### Listing
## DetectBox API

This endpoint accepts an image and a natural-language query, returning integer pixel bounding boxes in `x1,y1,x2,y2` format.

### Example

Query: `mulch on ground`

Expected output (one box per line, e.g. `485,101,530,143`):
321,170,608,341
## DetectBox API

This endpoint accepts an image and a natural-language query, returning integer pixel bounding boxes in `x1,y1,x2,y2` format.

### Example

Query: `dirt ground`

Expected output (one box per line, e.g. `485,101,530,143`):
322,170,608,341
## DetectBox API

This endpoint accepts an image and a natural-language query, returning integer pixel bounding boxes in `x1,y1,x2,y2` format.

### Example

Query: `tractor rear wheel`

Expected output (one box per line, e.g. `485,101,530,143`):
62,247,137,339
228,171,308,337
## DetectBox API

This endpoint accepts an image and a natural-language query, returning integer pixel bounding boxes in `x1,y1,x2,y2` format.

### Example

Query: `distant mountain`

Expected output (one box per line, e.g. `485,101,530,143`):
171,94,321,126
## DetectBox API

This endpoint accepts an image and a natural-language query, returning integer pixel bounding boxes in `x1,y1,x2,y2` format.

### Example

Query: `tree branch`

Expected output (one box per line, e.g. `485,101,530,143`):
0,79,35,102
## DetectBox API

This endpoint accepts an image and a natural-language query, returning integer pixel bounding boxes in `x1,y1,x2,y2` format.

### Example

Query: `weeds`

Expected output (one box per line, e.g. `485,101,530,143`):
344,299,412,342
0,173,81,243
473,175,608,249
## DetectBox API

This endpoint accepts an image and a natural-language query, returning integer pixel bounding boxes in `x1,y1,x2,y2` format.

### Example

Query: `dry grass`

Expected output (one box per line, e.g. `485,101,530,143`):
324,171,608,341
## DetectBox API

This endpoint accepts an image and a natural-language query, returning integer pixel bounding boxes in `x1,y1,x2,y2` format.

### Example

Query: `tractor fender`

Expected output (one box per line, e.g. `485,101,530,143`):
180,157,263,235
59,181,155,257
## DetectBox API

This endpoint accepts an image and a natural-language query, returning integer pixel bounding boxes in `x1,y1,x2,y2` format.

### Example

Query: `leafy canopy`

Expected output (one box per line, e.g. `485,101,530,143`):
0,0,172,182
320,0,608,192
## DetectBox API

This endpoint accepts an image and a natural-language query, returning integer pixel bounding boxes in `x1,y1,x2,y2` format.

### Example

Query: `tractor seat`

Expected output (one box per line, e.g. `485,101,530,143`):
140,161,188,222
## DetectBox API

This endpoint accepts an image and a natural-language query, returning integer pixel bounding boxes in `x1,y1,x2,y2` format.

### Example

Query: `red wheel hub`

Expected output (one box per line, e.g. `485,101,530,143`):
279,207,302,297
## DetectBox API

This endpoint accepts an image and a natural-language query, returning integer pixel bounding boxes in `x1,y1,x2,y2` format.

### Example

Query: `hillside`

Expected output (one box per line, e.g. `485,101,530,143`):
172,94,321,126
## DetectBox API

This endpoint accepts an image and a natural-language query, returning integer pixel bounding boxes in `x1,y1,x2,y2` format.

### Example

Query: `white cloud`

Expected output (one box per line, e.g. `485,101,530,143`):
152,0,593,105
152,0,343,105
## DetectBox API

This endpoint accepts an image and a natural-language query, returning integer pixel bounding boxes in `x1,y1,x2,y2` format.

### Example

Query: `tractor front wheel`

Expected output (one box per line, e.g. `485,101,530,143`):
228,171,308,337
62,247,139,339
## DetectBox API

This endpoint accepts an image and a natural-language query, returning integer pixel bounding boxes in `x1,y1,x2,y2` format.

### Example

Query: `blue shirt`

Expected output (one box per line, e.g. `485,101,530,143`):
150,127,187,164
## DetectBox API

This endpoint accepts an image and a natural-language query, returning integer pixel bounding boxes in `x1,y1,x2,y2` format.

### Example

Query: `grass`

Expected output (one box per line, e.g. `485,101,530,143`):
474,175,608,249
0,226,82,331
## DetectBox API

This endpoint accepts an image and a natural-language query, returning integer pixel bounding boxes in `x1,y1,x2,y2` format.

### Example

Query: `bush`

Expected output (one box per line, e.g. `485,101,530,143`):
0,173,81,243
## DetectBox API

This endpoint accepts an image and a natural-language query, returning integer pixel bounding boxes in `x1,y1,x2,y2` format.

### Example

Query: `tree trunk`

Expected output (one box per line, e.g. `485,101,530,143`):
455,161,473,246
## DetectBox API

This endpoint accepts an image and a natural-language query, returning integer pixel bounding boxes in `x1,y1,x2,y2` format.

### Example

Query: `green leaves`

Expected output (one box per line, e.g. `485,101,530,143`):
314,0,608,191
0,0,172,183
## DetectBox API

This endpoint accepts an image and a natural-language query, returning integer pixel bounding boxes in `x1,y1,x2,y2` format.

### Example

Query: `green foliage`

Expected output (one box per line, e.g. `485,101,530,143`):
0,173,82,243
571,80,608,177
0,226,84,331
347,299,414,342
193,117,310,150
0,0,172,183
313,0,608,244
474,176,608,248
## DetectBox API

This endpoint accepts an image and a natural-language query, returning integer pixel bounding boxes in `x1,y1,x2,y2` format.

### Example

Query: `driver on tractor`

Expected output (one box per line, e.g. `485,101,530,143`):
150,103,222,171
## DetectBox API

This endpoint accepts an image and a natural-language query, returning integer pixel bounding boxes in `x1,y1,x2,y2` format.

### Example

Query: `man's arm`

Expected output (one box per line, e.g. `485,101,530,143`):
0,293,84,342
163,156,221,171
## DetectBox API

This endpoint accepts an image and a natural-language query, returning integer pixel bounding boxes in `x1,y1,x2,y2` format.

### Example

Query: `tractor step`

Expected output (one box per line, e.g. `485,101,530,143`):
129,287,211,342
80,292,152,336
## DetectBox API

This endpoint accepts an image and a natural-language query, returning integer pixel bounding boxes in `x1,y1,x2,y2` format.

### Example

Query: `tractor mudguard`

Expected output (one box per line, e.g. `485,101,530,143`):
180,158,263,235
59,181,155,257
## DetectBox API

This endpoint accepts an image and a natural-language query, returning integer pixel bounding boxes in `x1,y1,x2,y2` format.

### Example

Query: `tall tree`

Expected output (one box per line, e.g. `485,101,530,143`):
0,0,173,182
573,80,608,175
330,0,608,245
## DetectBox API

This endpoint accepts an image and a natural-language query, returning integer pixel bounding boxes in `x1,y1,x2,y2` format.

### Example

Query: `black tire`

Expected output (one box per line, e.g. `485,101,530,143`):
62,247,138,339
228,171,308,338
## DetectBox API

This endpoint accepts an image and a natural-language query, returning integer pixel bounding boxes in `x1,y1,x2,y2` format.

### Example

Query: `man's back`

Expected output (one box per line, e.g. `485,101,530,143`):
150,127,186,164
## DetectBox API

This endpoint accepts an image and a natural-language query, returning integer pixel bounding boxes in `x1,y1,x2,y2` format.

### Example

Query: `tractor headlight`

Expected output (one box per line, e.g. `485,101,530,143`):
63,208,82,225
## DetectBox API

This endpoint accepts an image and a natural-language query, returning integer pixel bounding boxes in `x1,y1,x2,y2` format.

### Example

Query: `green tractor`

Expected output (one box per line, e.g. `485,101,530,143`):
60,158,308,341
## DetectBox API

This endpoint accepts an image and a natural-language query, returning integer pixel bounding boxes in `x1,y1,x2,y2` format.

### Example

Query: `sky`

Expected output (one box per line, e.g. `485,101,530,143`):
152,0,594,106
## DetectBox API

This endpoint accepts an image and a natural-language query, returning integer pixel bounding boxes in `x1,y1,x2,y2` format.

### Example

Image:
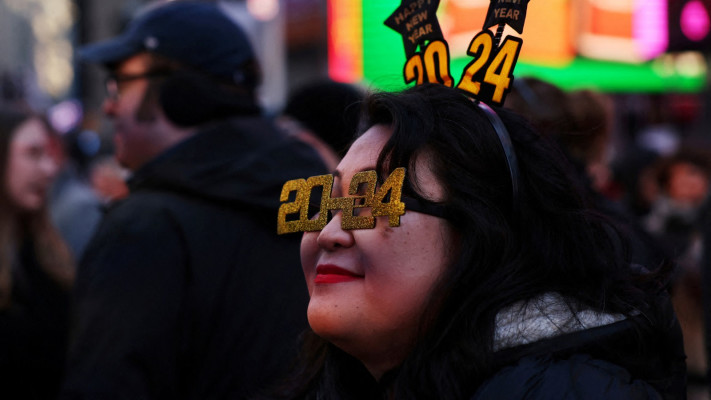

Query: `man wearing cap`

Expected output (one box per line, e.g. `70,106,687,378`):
60,1,326,400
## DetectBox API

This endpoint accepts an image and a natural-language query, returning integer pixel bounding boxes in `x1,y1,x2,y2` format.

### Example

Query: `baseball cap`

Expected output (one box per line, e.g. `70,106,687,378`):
78,1,255,83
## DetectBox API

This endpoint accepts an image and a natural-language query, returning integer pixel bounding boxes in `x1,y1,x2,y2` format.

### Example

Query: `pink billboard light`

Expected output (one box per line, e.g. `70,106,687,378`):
634,0,669,60
681,0,711,42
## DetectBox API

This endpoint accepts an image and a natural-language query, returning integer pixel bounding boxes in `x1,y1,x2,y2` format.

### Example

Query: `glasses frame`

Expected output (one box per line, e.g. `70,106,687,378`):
104,71,171,101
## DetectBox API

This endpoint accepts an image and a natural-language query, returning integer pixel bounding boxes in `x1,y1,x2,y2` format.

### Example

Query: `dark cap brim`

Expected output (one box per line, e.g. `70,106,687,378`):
77,36,142,65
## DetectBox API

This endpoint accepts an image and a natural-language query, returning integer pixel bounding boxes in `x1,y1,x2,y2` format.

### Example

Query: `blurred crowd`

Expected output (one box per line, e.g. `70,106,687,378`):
0,0,711,399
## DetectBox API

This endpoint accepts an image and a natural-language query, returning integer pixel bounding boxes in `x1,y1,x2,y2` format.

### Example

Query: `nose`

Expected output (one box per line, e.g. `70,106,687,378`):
101,96,118,117
40,155,59,180
316,211,355,251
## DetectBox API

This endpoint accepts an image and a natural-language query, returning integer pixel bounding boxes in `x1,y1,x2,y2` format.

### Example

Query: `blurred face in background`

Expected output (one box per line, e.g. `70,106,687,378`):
667,162,709,207
5,118,59,211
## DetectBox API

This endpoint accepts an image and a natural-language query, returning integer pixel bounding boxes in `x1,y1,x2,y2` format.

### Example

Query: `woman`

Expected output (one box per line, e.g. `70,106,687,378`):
275,85,685,399
0,109,73,399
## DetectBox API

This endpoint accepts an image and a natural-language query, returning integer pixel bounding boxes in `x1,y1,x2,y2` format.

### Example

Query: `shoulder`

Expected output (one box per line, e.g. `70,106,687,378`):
90,190,189,241
472,354,661,400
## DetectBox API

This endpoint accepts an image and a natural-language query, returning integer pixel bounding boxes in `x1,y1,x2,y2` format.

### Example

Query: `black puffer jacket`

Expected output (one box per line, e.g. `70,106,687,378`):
472,294,686,400
61,118,326,400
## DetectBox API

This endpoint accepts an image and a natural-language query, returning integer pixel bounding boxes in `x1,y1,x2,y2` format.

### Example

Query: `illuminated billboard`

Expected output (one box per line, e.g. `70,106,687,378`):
328,0,706,92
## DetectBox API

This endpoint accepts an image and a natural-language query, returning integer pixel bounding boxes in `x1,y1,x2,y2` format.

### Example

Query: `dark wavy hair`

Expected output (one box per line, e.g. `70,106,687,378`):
264,85,661,400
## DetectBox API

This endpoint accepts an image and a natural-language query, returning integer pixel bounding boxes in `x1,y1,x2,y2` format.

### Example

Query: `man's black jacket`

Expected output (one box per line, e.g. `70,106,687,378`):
61,118,326,400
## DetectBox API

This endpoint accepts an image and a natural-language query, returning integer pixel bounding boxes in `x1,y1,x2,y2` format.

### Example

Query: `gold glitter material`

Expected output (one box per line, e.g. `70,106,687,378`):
373,168,405,227
277,168,412,235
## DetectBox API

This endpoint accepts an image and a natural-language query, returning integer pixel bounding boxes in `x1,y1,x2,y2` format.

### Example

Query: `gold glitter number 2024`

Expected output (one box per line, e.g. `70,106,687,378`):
277,168,405,235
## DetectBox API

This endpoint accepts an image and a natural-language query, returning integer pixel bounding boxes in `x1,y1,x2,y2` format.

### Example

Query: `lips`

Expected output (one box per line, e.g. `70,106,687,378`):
314,264,363,284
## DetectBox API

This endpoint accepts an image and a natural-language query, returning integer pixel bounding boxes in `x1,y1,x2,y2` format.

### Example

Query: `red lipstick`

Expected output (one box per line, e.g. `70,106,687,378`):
314,264,363,284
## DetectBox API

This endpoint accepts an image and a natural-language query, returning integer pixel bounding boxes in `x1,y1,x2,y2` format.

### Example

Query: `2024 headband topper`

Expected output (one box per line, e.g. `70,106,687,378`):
385,0,529,106
277,0,529,235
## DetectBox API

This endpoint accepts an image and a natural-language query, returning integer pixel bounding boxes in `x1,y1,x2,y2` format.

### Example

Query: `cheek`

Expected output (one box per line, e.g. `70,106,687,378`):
301,232,319,294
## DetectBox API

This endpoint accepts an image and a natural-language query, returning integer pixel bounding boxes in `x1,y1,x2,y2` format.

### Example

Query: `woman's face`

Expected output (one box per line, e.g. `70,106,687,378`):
5,119,58,211
301,125,454,378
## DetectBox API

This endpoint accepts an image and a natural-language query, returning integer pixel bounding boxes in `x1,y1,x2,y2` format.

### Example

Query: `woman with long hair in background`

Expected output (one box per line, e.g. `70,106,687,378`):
0,109,74,399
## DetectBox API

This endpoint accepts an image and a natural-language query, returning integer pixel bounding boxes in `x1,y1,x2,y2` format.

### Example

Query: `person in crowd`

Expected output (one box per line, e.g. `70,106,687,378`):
283,80,365,159
60,1,325,400
267,84,685,399
49,126,103,260
505,77,670,269
0,107,74,400
643,143,711,392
######
Update the data from its start through the line containing "324,171,608,341" by replacing "endpoint" with "service" and leaving everything else unchanged.

Expected answer —
## DetectBox API

This service accepts an image and a natural-language query, returning integer pixel bounding boxes in `x1,y1,x2,y2` format.

### Example

Query: `mulch on ground`

Expected output (one box per line, e.g. `485,101,530,143`):
321,170,608,341
## DetectBox API

This service accepts an image and a natural-language query, returning integer pixel bounding boxes in `x1,y1,x2,y2` format.

### Example

Query: `dirt ground`

Expected output (one box per line, e.g. `485,101,530,143`):
322,170,608,341
## DetectBox API

This service accepts an image and a natural-language query, returning integer pixel bounding boxes in `x1,y1,x2,y2` format.

### Example

Query: `tractor rear wheel`

Expected output (one box per line, e.g. `485,101,530,143`):
62,247,137,339
228,171,308,337
## DetectBox API

This service accepts an image and a natural-language query, returning integer pixel bounding boxes in `x1,y1,x2,y2` format.

### Example

Query: `distant mountain`

Expected output (one box per line, e.g. `485,101,530,143`):
171,94,321,126
## DetectBox API

This service accepts an image and a natural-language query, returning integer pixel bounding boxes in `x1,y1,x2,y2` format.

### Example

Query: `tree branch`

Expected output (one box per line, e.g. `485,101,530,143`):
0,79,35,102
## DetectBox API

This service accepts an image and a natural-language query, returning integer pixel bounding boxes in `x1,y1,x2,y2` format.

### Example

Query: `weeds`

Expected output (one box per line, e.g. `485,101,530,143`):
344,299,412,342
0,173,81,243
473,175,608,249
## DetectBox API

This service accepts an image and a natural-language query, returning integer pixel bounding boxes in `x1,y1,x2,y2` format.

### Example

Query: `dry grass`

Expected output (one box per line, e.g. `485,101,530,143`):
324,171,608,341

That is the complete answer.